DOCUMENT:
Women in Leadership – Part 1

I watched from afar the discussion created around Nicola Prentis’ and Russell Payne’s talk at IATEFL 2015 and was deeply saddened by some of the responses to Nicola. While I choose not to take part in that particular debate, the response to their talk made evident that unfortunately gender discrimination is present in the LTO (Language Teaching Organisation) world.  While we might choose to believe that these remarks were made by isolated individuals, an accumulation of these seemingly low-impact attitudes accrue and create serious issues. Mountains after all are made from molehills.

It was with a certain amount of curiosity and apprehension that I started a MOOC on Women in leadership: Inspiring Positive Change. I had never considered myself a victim of sexual discrimination.  I also believe that I deserve to be where I am today. What’s more, I also recognise that at least two of my most significant professional development opportunities in my career in the teaching English as a foreign language industry were instigated and supported by two men.

On reflection though, thinking back to the all the LTOs where I have worked, all the directors of these organisations have always been men and this gives me food for thought.

The following is a summary of the most important issues that were addressed about women and leadership on this course. I am summarising the points here in two posts, the first post covers the context and the second possible courses of action. I think it is useful for both LTOs and individuals of both sexes working in the English Language teaching field to stop and reflect on the issues. I think we need to question whether sexual discrimination exists in LTOs and if it does, what we can do to address it. The following points do not necessarily reflect my personal opinions.

Context

Across all fields the proportion of men to women in jobs is much larger the higher up the responsibility ladder we go. There is more or less parity between women and men with regard to conditions and opportunities at the teaching and middle management level (DoS) but for positions above middle management the proportion of women to men drops substantially. I don’t have data about the LTO specifically but the following is data on the education sector in general in the United States: US Education women Source: Catalyst 2011, AACSB 2012, AAMC 2012

Why is this?

INFORMATION PROVIDED:

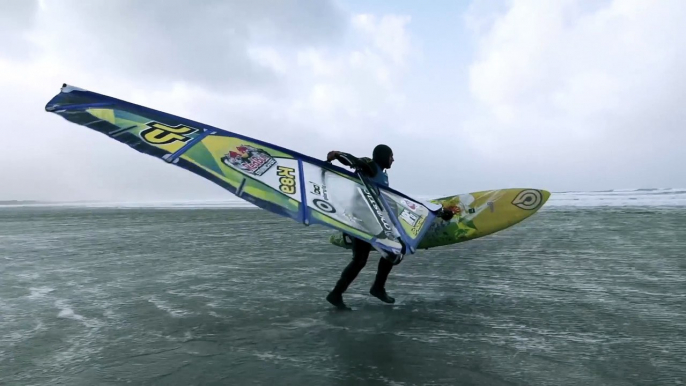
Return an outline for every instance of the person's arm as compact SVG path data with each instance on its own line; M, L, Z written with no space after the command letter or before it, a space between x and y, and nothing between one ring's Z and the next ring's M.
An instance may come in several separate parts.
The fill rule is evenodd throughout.
M332 162L333 160L338 160L338 162L345 166L349 166L368 176L373 177L374 170L369 166L369 164L352 154L344 153L338 150L332 150L326 155L326 162Z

PROBLEM SET:
1. In the women-in-leadership post, rewrite the paragraph beginning "It was with a certain amount of curiosity" as a short bulleted list that keeps its main facts.
2. Please copy out the women-in-leadership post word for word, starting at "Women in Leadership –" and ending at "made from molehills.".

ANSWERS TO THE PROBLEMS:
1.
- Began a MOOC on Women in Leadership: Inspiring Positive Change with curiosity and apprehension
- Had never considered being a victim of sexual discrimination
- Believes the current position is deserved
- Acknowledges that two men instigated and supported at least two of the most significant professional development opportunities in a career in teaching English as a foreign language

2.
Women in Leadership – Part 1

I watched from afar the discussion created around Nicola Prentis’ and Russell Payne’s talk at IATEFL 2015 and was deeply saddened by some of the responses to Nicola. While I choose not to take part in that particular debate, the response to their talk made evident that unfortunately gender discrimination is present in the LTO (Language Teaching Organisation) world.  While we might choose to believe that these remarks were made by isolated individuals, an accumulation of these seemingly low-impact attitudes accrue and create serious issues. Mountains after all are made from molehills.